■ **EXTRACTED TEXT**

————————

What have you done to your Freelander today

This site contains affiliate links for which LandyZone may be compensated if you make a purchase.
Hi Nodge mate - I presume (32Psi) you must mean 'Gauge' ref 'Absolute' yikes :) .
Also, I would question the cooling ability / or heating effect if you will - of intake temps. IF you use a lot of metal pipes then it is likely that the bay temps / airflow - would 'possibly' offer some unwanted HEATING effect to the pressurised air from the engine bay .. not good.
Actually covering the pipes with heat insulating material would - in theory - only try to rectify a totally user created issue that should never be there !!. (due to the metal pipework ABSORBING heat from the engine bay at low speeds whereas 'normal' pipework does not.)
If the pipework is all 'silicone' (actually a hybrid as very few (if any) places supply pure silicone hoses )- then I can see absolutely - utterly - no increase or decrease in performance over the standard 'automotive type' hose.- period ! - apart from it looking nicer and lasting longer (possibly but - highly debatable and unlikely !)) - the heat transfer one way or the other of 'non metallic' hoses is extremely limited and more influenced (by FAR) via the inter-cooler and the compressor limit PSI.
So, as the OP has found out - apart from looking pretty, the metal / hose combo is actually worse - a detriment to performance !- unless covered. - even then it is absolutely no better than the original. ! - no objective gain at all. !
I think the moral here is to stick with the factory fitment - or aftermarket WITHOUT any metal tubes. They only look 'cool' in piccies' and even then not too much.. also, they are under the bonnet (hood for foreigners ;)) and no begger sees them anyway lol :)
It is all simple utter 'bling' as far as I am concerned. :rolleyes::D
And - offer absolutely no benefit at all. - Even the 'britpart' (Yikes !!:oops:) replacement hoses for boost are absolutely fine and ridiculously cheap.

————————

■ **INFORMATION SUPPLIED**
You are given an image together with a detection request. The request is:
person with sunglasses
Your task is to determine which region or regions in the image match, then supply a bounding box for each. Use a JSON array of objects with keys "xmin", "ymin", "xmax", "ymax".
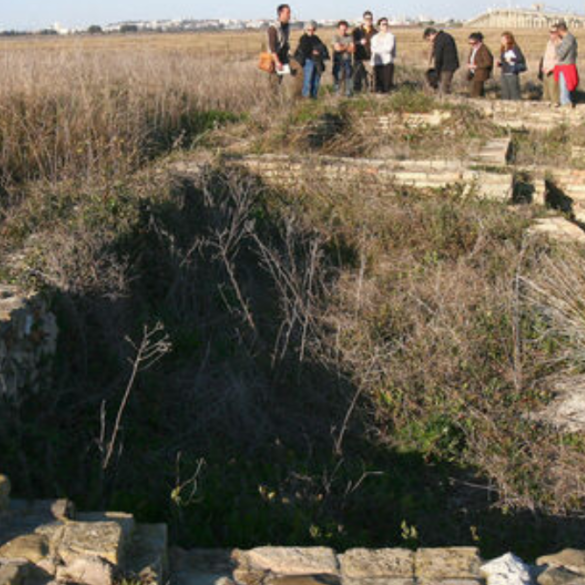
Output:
[
  {"xmin": 353, "ymin": 10, "xmax": 378, "ymax": 92},
  {"xmin": 372, "ymin": 18, "xmax": 396, "ymax": 93},
  {"xmin": 467, "ymin": 32, "xmax": 494, "ymax": 98},
  {"xmin": 295, "ymin": 20, "xmax": 329, "ymax": 99}
]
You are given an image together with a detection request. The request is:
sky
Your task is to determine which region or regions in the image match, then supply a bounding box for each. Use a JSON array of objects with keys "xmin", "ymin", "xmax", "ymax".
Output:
[{"xmin": 0, "ymin": 0, "xmax": 585, "ymax": 30}]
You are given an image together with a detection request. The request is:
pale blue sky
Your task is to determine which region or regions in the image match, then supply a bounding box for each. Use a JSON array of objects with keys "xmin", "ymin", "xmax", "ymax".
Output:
[{"xmin": 0, "ymin": 0, "xmax": 585, "ymax": 29}]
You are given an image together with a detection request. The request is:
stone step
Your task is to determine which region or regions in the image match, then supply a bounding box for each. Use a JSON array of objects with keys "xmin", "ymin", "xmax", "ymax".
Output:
[
  {"xmin": 528, "ymin": 216, "xmax": 585, "ymax": 244},
  {"xmin": 169, "ymin": 547, "xmax": 237, "ymax": 585},
  {"xmin": 124, "ymin": 524, "xmax": 169, "ymax": 585}
]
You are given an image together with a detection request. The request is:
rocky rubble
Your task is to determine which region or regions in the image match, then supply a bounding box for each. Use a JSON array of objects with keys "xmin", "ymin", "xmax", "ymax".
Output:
[
  {"xmin": 0, "ymin": 475, "xmax": 585, "ymax": 585},
  {"xmin": 0, "ymin": 285, "xmax": 58, "ymax": 399}
]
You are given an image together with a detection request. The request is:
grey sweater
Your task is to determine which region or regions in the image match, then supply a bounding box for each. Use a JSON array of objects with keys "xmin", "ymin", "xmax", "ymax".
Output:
[{"xmin": 557, "ymin": 33, "xmax": 577, "ymax": 65}]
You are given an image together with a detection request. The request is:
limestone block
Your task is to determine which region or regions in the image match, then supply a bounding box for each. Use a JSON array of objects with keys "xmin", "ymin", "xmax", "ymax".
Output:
[
  {"xmin": 0, "ymin": 475, "xmax": 10, "ymax": 512},
  {"xmin": 57, "ymin": 556, "xmax": 114, "ymax": 585},
  {"xmin": 237, "ymin": 546, "xmax": 339, "ymax": 576},
  {"xmin": 481, "ymin": 553, "xmax": 532, "ymax": 585},
  {"xmin": 0, "ymin": 534, "xmax": 49, "ymax": 563},
  {"xmin": 58, "ymin": 522, "xmax": 124, "ymax": 564},
  {"xmin": 125, "ymin": 524, "xmax": 168, "ymax": 585},
  {"xmin": 528, "ymin": 217, "xmax": 585, "ymax": 245},
  {"xmin": 264, "ymin": 575, "xmax": 341, "ymax": 585},
  {"xmin": 338, "ymin": 548, "xmax": 414, "ymax": 579},
  {"xmin": 77, "ymin": 512, "xmax": 136, "ymax": 542},
  {"xmin": 414, "ymin": 547, "xmax": 481, "ymax": 582},
  {"xmin": 0, "ymin": 561, "xmax": 29, "ymax": 585},
  {"xmin": 536, "ymin": 567, "xmax": 585, "ymax": 585},
  {"xmin": 536, "ymin": 548, "xmax": 585, "ymax": 575}
]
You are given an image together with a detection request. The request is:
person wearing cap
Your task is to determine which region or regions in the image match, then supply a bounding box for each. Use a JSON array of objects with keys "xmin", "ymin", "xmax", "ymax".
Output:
[
  {"xmin": 295, "ymin": 20, "xmax": 329, "ymax": 99},
  {"xmin": 372, "ymin": 18, "xmax": 396, "ymax": 93},
  {"xmin": 423, "ymin": 27, "xmax": 459, "ymax": 95},
  {"xmin": 352, "ymin": 10, "xmax": 378, "ymax": 92}
]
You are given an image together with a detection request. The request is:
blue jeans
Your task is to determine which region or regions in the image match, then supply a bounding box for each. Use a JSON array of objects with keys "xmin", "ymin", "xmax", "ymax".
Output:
[
  {"xmin": 333, "ymin": 59, "xmax": 353, "ymax": 97},
  {"xmin": 303, "ymin": 59, "xmax": 321, "ymax": 99},
  {"xmin": 559, "ymin": 73, "xmax": 573, "ymax": 106}
]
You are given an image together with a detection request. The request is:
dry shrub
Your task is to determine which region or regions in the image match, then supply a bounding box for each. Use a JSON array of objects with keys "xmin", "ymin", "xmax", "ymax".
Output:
[{"xmin": 0, "ymin": 48, "xmax": 262, "ymax": 184}]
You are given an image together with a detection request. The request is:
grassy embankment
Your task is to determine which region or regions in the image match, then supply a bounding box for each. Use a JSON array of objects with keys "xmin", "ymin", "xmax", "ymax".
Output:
[{"xmin": 0, "ymin": 31, "xmax": 585, "ymax": 555}]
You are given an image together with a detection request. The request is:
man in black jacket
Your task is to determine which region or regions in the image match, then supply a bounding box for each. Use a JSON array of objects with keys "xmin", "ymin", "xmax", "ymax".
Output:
[
  {"xmin": 424, "ymin": 28, "xmax": 459, "ymax": 94},
  {"xmin": 352, "ymin": 10, "xmax": 378, "ymax": 92}
]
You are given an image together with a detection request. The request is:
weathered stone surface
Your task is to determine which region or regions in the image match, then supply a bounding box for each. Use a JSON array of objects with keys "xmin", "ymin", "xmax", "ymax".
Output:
[
  {"xmin": 236, "ymin": 546, "xmax": 339, "ymax": 576},
  {"xmin": 536, "ymin": 548, "xmax": 585, "ymax": 575},
  {"xmin": 124, "ymin": 524, "xmax": 168, "ymax": 585},
  {"xmin": 77, "ymin": 512, "xmax": 136, "ymax": 542},
  {"xmin": 0, "ymin": 285, "xmax": 58, "ymax": 398},
  {"xmin": 0, "ymin": 475, "xmax": 10, "ymax": 512},
  {"xmin": 536, "ymin": 567, "xmax": 585, "ymax": 585},
  {"xmin": 528, "ymin": 216, "xmax": 585, "ymax": 244},
  {"xmin": 58, "ymin": 522, "xmax": 124, "ymax": 566},
  {"xmin": 0, "ymin": 561, "xmax": 29, "ymax": 585},
  {"xmin": 341, "ymin": 577, "xmax": 417, "ymax": 585},
  {"xmin": 0, "ymin": 534, "xmax": 49, "ymax": 563},
  {"xmin": 481, "ymin": 553, "xmax": 532, "ymax": 585},
  {"xmin": 57, "ymin": 556, "xmax": 114, "ymax": 585},
  {"xmin": 264, "ymin": 575, "xmax": 341, "ymax": 585},
  {"xmin": 414, "ymin": 547, "xmax": 481, "ymax": 581},
  {"xmin": 338, "ymin": 548, "xmax": 414, "ymax": 579},
  {"xmin": 169, "ymin": 547, "xmax": 234, "ymax": 585}
]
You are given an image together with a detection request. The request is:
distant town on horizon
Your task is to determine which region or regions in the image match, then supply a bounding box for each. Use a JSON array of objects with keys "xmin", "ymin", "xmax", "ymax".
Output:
[{"xmin": 0, "ymin": 4, "xmax": 585, "ymax": 36}]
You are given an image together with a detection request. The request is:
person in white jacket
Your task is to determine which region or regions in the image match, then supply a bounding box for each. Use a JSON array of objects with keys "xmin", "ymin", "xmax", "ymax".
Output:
[{"xmin": 372, "ymin": 18, "xmax": 396, "ymax": 93}]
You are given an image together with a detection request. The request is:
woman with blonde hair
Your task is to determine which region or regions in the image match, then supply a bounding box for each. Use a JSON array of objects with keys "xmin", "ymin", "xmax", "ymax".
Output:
[{"xmin": 497, "ymin": 32, "xmax": 527, "ymax": 100}]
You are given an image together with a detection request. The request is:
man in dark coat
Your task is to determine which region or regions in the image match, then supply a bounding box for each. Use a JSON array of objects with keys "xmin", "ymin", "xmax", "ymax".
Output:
[{"xmin": 424, "ymin": 28, "xmax": 459, "ymax": 94}]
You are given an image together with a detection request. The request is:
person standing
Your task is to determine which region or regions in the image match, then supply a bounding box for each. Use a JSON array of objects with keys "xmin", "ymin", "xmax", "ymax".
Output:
[
  {"xmin": 352, "ymin": 10, "xmax": 378, "ymax": 92},
  {"xmin": 497, "ymin": 32, "xmax": 527, "ymax": 101},
  {"xmin": 372, "ymin": 18, "xmax": 396, "ymax": 93},
  {"xmin": 268, "ymin": 4, "xmax": 291, "ymax": 87},
  {"xmin": 540, "ymin": 26, "xmax": 561, "ymax": 106},
  {"xmin": 467, "ymin": 32, "xmax": 494, "ymax": 98},
  {"xmin": 332, "ymin": 20, "xmax": 355, "ymax": 97},
  {"xmin": 555, "ymin": 22, "xmax": 579, "ymax": 106},
  {"xmin": 295, "ymin": 21, "xmax": 329, "ymax": 99},
  {"xmin": 423, "ymin": 28, "xmax": 459, "ymax": 95}
]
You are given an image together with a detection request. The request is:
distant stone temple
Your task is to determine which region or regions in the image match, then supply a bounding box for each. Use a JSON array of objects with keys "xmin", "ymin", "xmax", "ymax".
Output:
[{"xmin": 466, "ymin": 4, "xmax": 585, "ymax": 29}]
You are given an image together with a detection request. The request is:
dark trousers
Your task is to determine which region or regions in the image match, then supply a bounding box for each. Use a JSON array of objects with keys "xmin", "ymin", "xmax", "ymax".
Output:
[
  {"xmin": 439, "ymin": 71, "xmax": 455, "ymax": 95},
  {"xmin": 353, "ymin": 61, "xmax": 371, "ymax": 91},
  {"xmin": 374, "ymin": 63, "xmax": 394, "ymax": 93},
  {"xmin": 502, "ymin": 74, "xmax": 522, "ymax": 100},
  {"xmin": 469, "ymin": 77, "xmax": 485, "ymax": 97}
]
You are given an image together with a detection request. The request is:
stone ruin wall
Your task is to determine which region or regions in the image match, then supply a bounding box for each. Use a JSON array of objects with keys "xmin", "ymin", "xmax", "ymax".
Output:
[{"xmin": 0, "ymin": 285, "xmax": 58, "ymax": 400}]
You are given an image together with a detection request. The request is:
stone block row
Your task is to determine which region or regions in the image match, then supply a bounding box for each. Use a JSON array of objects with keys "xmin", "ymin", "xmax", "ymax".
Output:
[
  {"xmin": 217, "ymin": 155, "xmax": 514, "ymax": 201},
  {"xmin": 0, "ymin": 476, "xmax": 168, "ymax": 585}
]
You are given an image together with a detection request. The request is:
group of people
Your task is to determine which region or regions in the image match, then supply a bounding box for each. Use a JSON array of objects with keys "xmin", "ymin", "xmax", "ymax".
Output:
[{"xmin": 268, "ymin": 4, "xmax": 579, "ymax": 106}]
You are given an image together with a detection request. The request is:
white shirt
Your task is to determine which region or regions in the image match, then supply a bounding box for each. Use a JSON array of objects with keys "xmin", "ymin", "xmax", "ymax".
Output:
[{"xmin": 372, "ymin": 32, "xmax": 396, "ymax": 66}]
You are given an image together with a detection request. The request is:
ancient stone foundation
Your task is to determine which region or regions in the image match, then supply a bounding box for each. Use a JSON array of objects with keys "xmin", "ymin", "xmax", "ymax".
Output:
[
  {"xmin": 0, "ymin": 285, "xmax": 57, "ymax": 398},
  {"xmin": 0, "ymin": 475, "xmax": 585, "ymax": 585}
]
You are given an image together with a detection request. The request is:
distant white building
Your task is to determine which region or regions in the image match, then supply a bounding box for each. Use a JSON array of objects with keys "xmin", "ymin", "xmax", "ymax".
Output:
[{"xmin": 466, "ymin": 4, "xmax": 585, "ymax": 29}]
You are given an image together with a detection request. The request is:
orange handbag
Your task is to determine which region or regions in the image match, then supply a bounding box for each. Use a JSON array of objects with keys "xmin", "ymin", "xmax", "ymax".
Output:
[{"xmin": 258, "ymin": 51, "xmax": 275, "ymax": 73}]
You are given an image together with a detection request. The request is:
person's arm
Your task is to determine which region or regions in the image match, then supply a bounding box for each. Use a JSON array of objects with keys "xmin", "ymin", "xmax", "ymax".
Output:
[{"xmin": 268, "ymin": 26, "xmax": 282, "ymax": 71}]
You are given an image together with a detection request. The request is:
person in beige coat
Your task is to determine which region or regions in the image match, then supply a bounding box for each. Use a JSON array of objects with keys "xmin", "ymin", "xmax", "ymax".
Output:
[{"xmin": 540, "ymin": 27, "xmax": 561, "ymax": 106}]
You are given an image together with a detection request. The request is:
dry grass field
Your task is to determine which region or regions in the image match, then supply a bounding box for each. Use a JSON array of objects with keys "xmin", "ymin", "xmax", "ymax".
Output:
[{"xmin": 0, "ymin": 29, "xmax": 585, "ymax": 557}]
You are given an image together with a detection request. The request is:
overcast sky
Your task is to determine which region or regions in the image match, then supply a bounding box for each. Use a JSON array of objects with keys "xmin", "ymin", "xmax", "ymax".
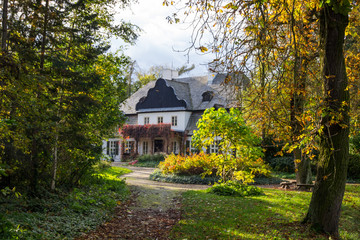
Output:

————————

■ **TASK LIST**
(a) Based on the forum post about Freelander boost pipes, decide whether each statement agrees with it. Answer yes or no, and quote the words from the post that settle it.
(i) Metal pipework can take in heat from the engine bay at low speeds.
(ii) Silicone hoses give a clear performance gain over the standard hoses.
(iii) The Britpart replacement hoses for boost are expensive.
(b) Answer these questions using the forum post about Freelander boost pipes.
(i) According to the writer, what mainly influences heat transfer in non-metallic hoses?
(ii) What does the writer say the metal and hose combination is, unless it is covered?
(iii) What does the writer advise sticking with?

■ **RESPONSES IN ORDER**
(a)
(i) Yes: "the metal pipework ABSORBING heat from the engine bay at low speeds"
(ii) No: "no increase or decrease in performance over the standard 'automotive type' hose"
(iii) No: "absolutely fine and ridiculously cheap"

(b)
(i) The inter-cooler and the compressor limit PSI.
(ii) Worse, a detriment to performance.
(iii) The factory fitment, or aftermarket pipes without any metal tubes.